- [EXERCISE REQUIREMENTS]:
Copy out the following rows word for word, omitting the pictures from your reply.

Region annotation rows
— START —
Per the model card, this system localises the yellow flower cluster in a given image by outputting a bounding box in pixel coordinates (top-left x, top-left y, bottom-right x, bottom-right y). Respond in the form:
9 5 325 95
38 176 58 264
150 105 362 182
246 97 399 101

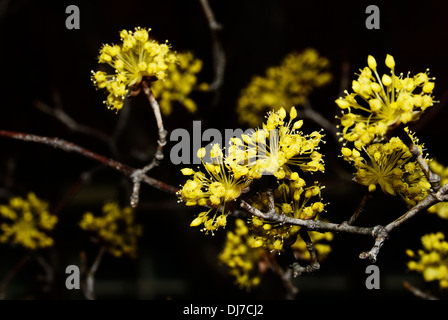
— END —
- [WRITTEN RESPONSE]:
Per the model card, this system localises the yellow flower cluster in a given image by outputting a bounding box in pixel coordinates (top-left x, top-left y, bottom-right x, bottom-right y). Respond in the form:
9 5 325 95
38 176 58 264
150 105 362 182
246 97 399 101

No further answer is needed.